# Elenco dei compiti
1: Estrai dal commento politico sulla destra e l'Europa il passo che va da "Inoltre, bisogna giocare" fino a "economie incentrate sull’esportazione." incluso.
2: Rispondi a queste domande sul commento politico sulla destra e l'Europa:
(a) Da quale città arrivano le prime sirene sui rifornimenti energetici?
(b) Quali governatori vengono indicati come forze da sollecitare?
(c) Quale ministro aveva avviato la privatizzazione del cloud nazionale e della rete unica?
3: Scrivi il seguito del commento politico sulla destra e l'Europa, riprendendo dal punto in cui si ferma.
══ Documento di origine
Una vittoria larga di Meloni e Salvini, che contano già oggi sul fuoco di sbarramento comunicativo che sta arrivando sulla rete da Oriente, inevitabilmente porterebbe il nuovo governo a volere, e potere, rinegoziare le ragioni di adesione dell’Italia all’Europa, strappando legami e solidarietà che sostengono la nostra democrazia. Già da Mosca arrivano le prime sirene, che annunciano condizioni di estremo favore per la nostra economia nel campo dei rifornimenti energetici. Già la Meloni, nel suo virale intervento dinanzi alla destra spagnola, ha parlato di un Paese da recintare nei confronti dell’immigrazione mediterranea. Ma soprattutto sono in discussione meccanismi sociali – pensiamo ai sistemi di sostegno del sindacato e del movimento cooperativo – e istituzionali – le garanzie rispetto a strette autoritarie che i contrappesi procedurali ancora assicurano – che la destra vorrebbe omologare a un’idea di Stato autocratica.
Inoltre, bisogna giocare la carta dell’autonomia, sollecitando quelle forze (penso a governatori come De Luca ed Emiliano al Sud, oppure l’emiliano Bonaccini al centro) per arrivare anche al cuore del potere leghista nel lombardo-veneto, dove una rottura con i legami economici con il Nord Europa porterebbe a una devastazione sia del sistema di finanziamento del welfare sia delle economie incentrate sull’esportazione.
Bisogna scomporre le interlocuzioni, mettendo in campo forme territoriali di autorappresentazione, per sottrarre alla destra sia consensi di risulta sia soprattutto il beneficio di astensionismi che colpirebbero le aree metropolitane, dove più rilevante è il radicamento del centrosinistra. Ovviamente, per questa guerriglia politica, che deve agire dietro le linee dell’avversario, non ci si può presentare solo come i ventriloqui di Draghi. Il presidente del Consiglio dimissionario rimane un potente testimonial della nostra adesione all’Europa e un utile garante per una possibile alternativa politica, ma non può essere l’unico orizzonte. L’“agenda Draghi” contempla anche temi e provvedimenti che devono essere modificati radicalmente: penso proprio al tema della concorrenza, in cui dobbiamo giocare la carta fino in fondo, lasciando i ceti parassitari alla destra, ma recuperando con forza le aree più legate a una trasparente competizione; così come all’intero capitolo digitale, nel quale il ministro Colao aveva avviato, nel disinteresse generale, un’azione di privatizzazione surrettizia di funzioni strategiche come il cloud nazionale e la rete unica.
════
══ Estratti dei dati
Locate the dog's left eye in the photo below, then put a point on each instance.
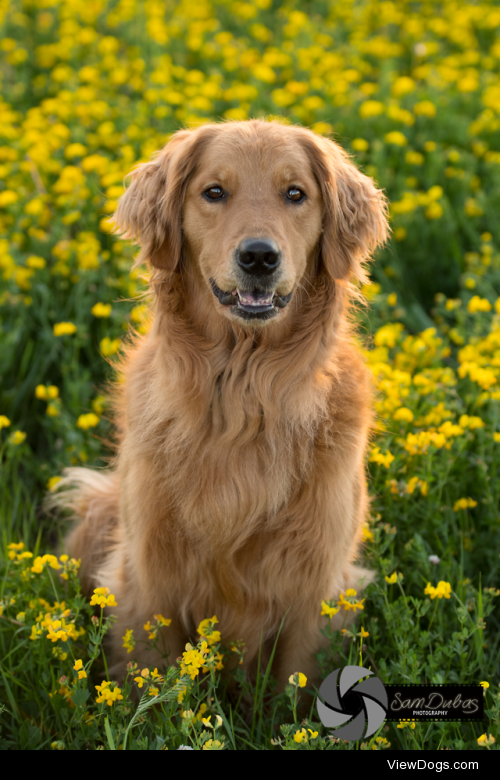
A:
(214, 193)
(295, 195)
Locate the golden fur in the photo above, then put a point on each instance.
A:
(239, 485)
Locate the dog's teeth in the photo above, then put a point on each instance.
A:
(254, 302)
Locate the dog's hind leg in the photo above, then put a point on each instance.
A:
(92, 499)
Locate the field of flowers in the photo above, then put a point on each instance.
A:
(411, 89)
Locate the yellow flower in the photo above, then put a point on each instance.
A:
(108, 694)
(64, 329)
(359, 144)
(102, 598)
(300, 736)
(298, 679)
(328, 610)
(464, 503)
(371, 108)
(101, 310)
(442, 590)
(128, 640)
(485, 741)
(36, 262)
(206, 630)
(109, 346)
(403, 414)
(382, 460)
(402, 86)
(17, 437)
(478, 304)
(53, 481)
(86, 421)
(213, 744)
(395, 137)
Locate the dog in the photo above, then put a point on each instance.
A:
(243, 417)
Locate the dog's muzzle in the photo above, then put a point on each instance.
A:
(252, 303)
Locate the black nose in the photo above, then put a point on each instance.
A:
(258, 256)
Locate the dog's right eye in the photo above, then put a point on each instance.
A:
(214, 193)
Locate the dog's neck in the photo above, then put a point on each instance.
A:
(278, 366)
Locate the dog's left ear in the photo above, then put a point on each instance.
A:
(150, 209)
(355, 211)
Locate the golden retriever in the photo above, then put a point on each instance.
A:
(239, 485)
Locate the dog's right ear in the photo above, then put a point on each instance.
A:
(149, 211)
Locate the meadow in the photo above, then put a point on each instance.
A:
(411, 90)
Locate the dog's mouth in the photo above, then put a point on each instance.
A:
(249, 304)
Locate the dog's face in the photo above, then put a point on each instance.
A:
(252, 221)
(253, 209)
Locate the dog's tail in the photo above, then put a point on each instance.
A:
(92, 500)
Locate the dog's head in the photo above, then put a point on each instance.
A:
(253, 208)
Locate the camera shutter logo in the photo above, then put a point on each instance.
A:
(351, 706)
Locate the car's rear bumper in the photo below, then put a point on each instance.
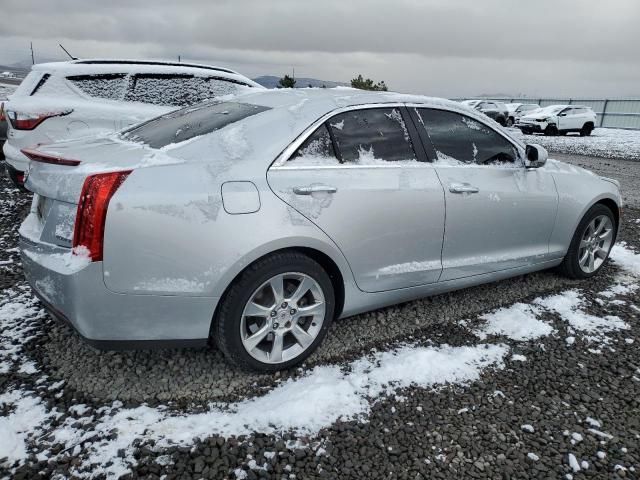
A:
(110, 320)
(14, 157)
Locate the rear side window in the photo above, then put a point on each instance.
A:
(316, 150)
(111, 87)
(372, 136)
(458, 139)
(190, 122)
(178, 90)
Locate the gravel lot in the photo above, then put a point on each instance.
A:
(560, 403)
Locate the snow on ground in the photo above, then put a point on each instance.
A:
(305, 405)
(603, 142)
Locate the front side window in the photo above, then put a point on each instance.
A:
(177, 90)
(372, 136)
(111, 87)
(458, 139)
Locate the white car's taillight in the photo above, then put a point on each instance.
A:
(92, 212)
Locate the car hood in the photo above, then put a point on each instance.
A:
(556, 166)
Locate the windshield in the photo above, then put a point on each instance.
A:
(190, 122)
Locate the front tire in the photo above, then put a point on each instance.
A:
(591, 243)
(276, 313)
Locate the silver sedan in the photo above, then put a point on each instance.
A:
(257, 221)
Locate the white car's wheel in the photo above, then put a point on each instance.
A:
(276, 313)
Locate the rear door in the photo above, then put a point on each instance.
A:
(500, 215)
(361, 177)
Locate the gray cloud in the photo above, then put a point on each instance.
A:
(457, 47)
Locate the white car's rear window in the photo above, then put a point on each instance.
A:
(190, 122)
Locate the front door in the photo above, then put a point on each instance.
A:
(360, 180)
(500, 215)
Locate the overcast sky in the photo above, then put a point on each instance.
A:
(436, 47)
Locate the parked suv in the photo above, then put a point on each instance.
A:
(62, 100)
(517, 110)
(559, 120)
(496, 110)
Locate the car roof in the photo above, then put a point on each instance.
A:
(107, 66)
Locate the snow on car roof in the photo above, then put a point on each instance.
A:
(106, 66)
(290, 112)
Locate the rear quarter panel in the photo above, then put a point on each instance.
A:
(168, 233)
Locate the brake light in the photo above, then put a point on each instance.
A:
(92, 211)
(29, 121)
(37, 156)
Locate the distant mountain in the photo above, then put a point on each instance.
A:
(271, 81)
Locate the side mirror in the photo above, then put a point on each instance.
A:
(536, 156)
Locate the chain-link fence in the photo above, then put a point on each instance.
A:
(612, 113)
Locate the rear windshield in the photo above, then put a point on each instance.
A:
(179, 90)
(190, 122)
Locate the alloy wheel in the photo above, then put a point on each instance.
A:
(595, 244)
(282, 318)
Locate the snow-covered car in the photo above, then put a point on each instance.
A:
(496, 110)
(517, 110)
(256, 221)
(559, 120)
(62, 100)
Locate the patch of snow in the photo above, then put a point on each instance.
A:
(567, 306)
(518, 322)
(573, 463)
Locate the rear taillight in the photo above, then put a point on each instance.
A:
(37, 156)
(29, 121)
(92, 212)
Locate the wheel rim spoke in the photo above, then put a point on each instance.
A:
(255, 310)
(302, 337)
(311, 310)
(276, 349)
(254, 340)
(277, 287)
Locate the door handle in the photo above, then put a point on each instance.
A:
(308, 190)
(463, 188)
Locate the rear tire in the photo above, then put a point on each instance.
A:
(279, 336)
(572, 266)
(586, 130)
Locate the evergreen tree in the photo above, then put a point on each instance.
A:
(368, 84)
(287, 82)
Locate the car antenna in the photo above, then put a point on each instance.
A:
(65, 51)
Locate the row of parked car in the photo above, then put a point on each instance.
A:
(253, 218)
(531, 118)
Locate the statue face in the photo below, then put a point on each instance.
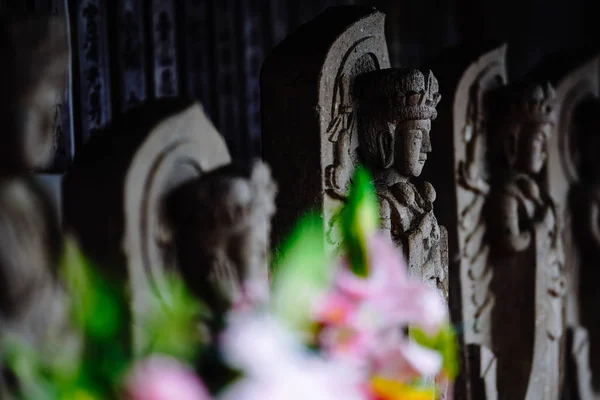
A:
(412, 145)
(532, 154)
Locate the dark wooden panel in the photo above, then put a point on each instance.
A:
(197, 52)
(280, 20)
(227, 67)
(63, 130)
(94, 85)
(253, 39)
(166, 77)
(131, 54)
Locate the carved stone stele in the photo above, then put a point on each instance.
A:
(573, 177)
(507, 280)
(461, 173)
(114, 195)
(222, 224)
(309, 123)
(330, 101)
(33, 77)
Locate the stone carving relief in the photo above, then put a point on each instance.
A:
(345, 106)
(32, 304)
(394, 113)
(221, 223)
(33, 77)
(115, 205)
(505, 247)
(528, 235)
(573, 177)
(471, 135)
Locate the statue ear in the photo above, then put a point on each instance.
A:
(510, 146)
(386, 149)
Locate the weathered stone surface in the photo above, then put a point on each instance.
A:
(573, 177)
(114, 194)
(462, 175)
(309, 129)
(222, 224)
(33, 76)
(329, 97)
(527, 254)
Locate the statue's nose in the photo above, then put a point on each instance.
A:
(426, 143)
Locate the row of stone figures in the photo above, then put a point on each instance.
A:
(153, 191)
(510, 246)
(515, 232)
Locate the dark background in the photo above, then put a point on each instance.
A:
(125, 51)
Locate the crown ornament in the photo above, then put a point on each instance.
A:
(406, 94)
(537, 104)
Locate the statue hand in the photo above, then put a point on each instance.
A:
(519, 242)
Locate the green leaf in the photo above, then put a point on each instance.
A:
(445, 343)
(359, 220)
(301, 273)
(100, 308)
(101, 312)
(173, 329)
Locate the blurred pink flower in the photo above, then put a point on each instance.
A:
(277, 367)
(363, 318)
(163, 378)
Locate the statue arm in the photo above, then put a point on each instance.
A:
(595, 222)
(386, 217)
(513, 238)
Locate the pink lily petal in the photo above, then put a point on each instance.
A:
(162, 378)
(408, 360)
(334, 309)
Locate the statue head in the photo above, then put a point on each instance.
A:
(34, 79)
(394, 114)
(533, 118)
(585, 136)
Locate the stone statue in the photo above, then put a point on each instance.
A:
(573, 177)
(395, 108)
(330, 87)
(167, 200)
(529, 279)
(32, 77)
(471, 77)
(221, 223)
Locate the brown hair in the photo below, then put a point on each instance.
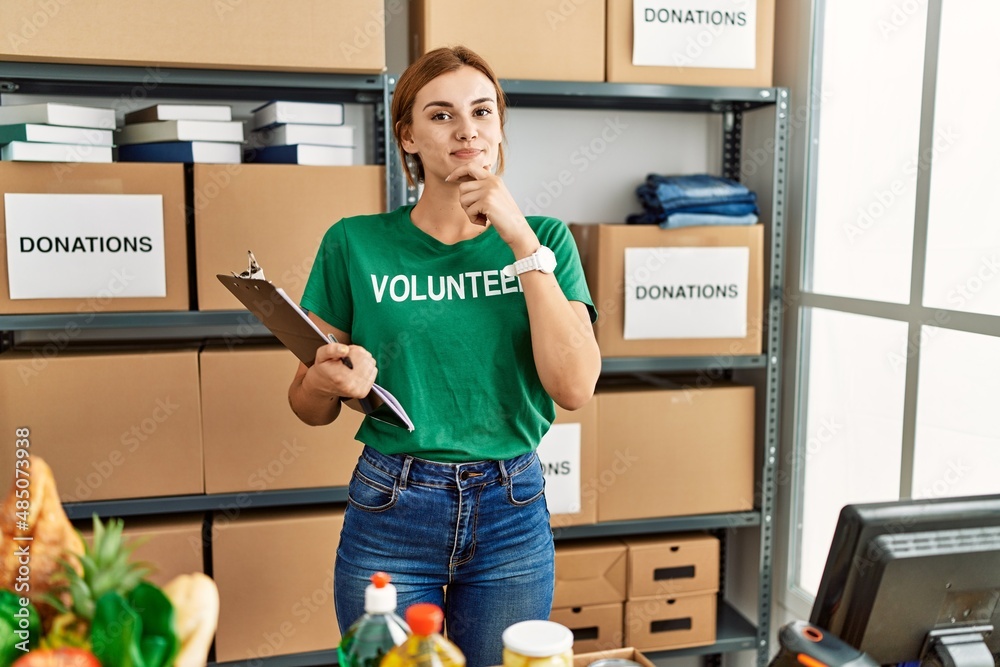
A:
(426, 68)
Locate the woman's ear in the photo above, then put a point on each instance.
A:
(406, 139)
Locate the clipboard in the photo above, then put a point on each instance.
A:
(292, 326)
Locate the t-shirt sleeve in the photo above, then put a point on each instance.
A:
(328, 289)
(569, 269)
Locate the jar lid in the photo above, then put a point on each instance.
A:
(538, 639)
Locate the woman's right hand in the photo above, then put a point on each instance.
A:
(329, 376)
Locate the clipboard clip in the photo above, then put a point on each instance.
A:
(253, 272)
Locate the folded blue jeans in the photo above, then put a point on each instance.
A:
(678, 220)
(689, 187)
(481, 529)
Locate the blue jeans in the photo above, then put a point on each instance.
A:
(481, 529)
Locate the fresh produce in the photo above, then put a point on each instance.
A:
(134, 631)
(196, 615)
(106, 568)
(95, 608)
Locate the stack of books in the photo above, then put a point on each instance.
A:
(301, 133)
(50, 132)
(181, 133)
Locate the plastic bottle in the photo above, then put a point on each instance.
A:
(425, 647)
(377, 631)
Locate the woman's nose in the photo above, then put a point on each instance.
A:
(467, 130)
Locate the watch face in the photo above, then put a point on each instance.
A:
(546, 260)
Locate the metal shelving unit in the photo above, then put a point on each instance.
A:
(734, 632)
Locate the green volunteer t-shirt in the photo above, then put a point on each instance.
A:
(448, 330)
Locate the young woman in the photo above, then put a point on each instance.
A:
(477, 319)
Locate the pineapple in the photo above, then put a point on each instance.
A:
(106, 567)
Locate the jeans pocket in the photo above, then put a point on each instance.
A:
(370, 495)
(527, 485)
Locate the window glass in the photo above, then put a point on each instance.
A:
(869, 125)
(853, 425)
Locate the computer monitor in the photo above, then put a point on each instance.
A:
(916, 580)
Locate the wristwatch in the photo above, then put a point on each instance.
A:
(543, 260)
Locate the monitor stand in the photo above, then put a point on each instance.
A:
(962, 647)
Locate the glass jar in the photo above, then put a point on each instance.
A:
(537, 644)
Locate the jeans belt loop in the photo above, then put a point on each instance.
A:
(504, 477)
(405, 472)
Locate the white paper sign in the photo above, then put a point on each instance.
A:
(79, 246)
(559, 452)
(695, 33)
(686, 292)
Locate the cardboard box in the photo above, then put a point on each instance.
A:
(280, 212)
(690, 48)
(306, 35)
(568, 453)
(274, 571)
(110, 425)
(171, 545)
(629, 653)
(556, 40)
(594, 628)
(672, 564)
(590, 572)
(253, 440)
(602, 250)
(681, 621)
(108, 179)
(674, 452)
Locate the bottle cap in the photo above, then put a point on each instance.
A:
(538, 639)
(380, 595)
(424, 618)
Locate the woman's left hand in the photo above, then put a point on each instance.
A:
(487, 201)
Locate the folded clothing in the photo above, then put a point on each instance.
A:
(663, 196)
(677, 220)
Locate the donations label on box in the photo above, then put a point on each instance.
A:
(76, 246)
(707, 33)
(559, 452)
(686, 292)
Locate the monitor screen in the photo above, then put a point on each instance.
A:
(898, 572)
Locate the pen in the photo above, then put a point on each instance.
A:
(345, 360)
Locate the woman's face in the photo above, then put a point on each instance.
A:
(455, 122)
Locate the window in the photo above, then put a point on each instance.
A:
(899, 303)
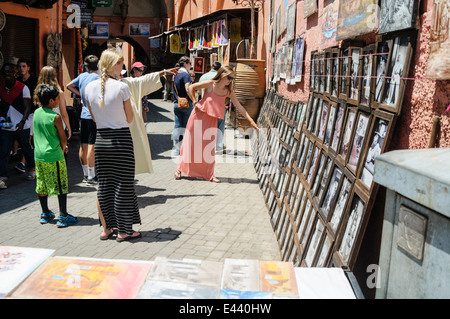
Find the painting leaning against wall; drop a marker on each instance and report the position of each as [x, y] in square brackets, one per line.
[438, 65]
[356, 17]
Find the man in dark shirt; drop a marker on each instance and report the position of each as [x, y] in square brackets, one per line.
[15, 107]
[31, 82]
[26, 78]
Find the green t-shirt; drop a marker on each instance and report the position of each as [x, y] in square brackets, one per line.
[47, 146]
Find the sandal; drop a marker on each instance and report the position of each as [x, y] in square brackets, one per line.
[214, 180]
[108, 236]
[128, 238]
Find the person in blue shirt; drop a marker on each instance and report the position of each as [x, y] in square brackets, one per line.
[182, 82]
[88, 128]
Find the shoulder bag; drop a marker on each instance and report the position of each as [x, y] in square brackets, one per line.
[183, 102]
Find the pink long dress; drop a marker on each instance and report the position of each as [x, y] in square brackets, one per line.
[197, 154]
════
# Risposte per numero
1:
Inoltre, bisogna giocare la carta dell’autonomia, sollecitando quelle forze (penso a governatori come De Luca ed Emiliano al Sud, oppure l’emiliano Bonaccini al centro) per arrivare anche al cuore del potere leghista nel lombardo-veneto, dove una rottura con i legami economici con il Nord Europa porterebbe a una devastazione sia del sistema di finanziamento del welfare sia delle economie incentrate sull’esportazione.

2:
(a) Da Mosca.
(b) De Luca ed Emiliano al Sud e Bonaccini al centro.
(c) Il ministro Colao.

3:
Su questi temi, va messa in campo una controprogrammazione che tenga insieme ceti imprenditoriali competitivi, e forme di ricerca e di lavoro innovativo. Infine, la sanità. Sull’eredità di Speranza la destra sparerà ad alzo zero. Non credo che sia né saggio né utile arruolarsi nei templari della politica sanitaria di questi anni. Dobbiamo invece svincolarci dalla difesa del pregresso e usare la sanità come motore di un processo di riorganizzazione dello spazio pubblico, che parli a intere aree sociali di quel mondo, dai medici al personale ospedaliero, agli apparati amministrativi regionali. Attraverso la sanità, si può dare forma a un’idea di Stato e di alleanza fra pubblico e cittadini che possa fare arretrare la destra.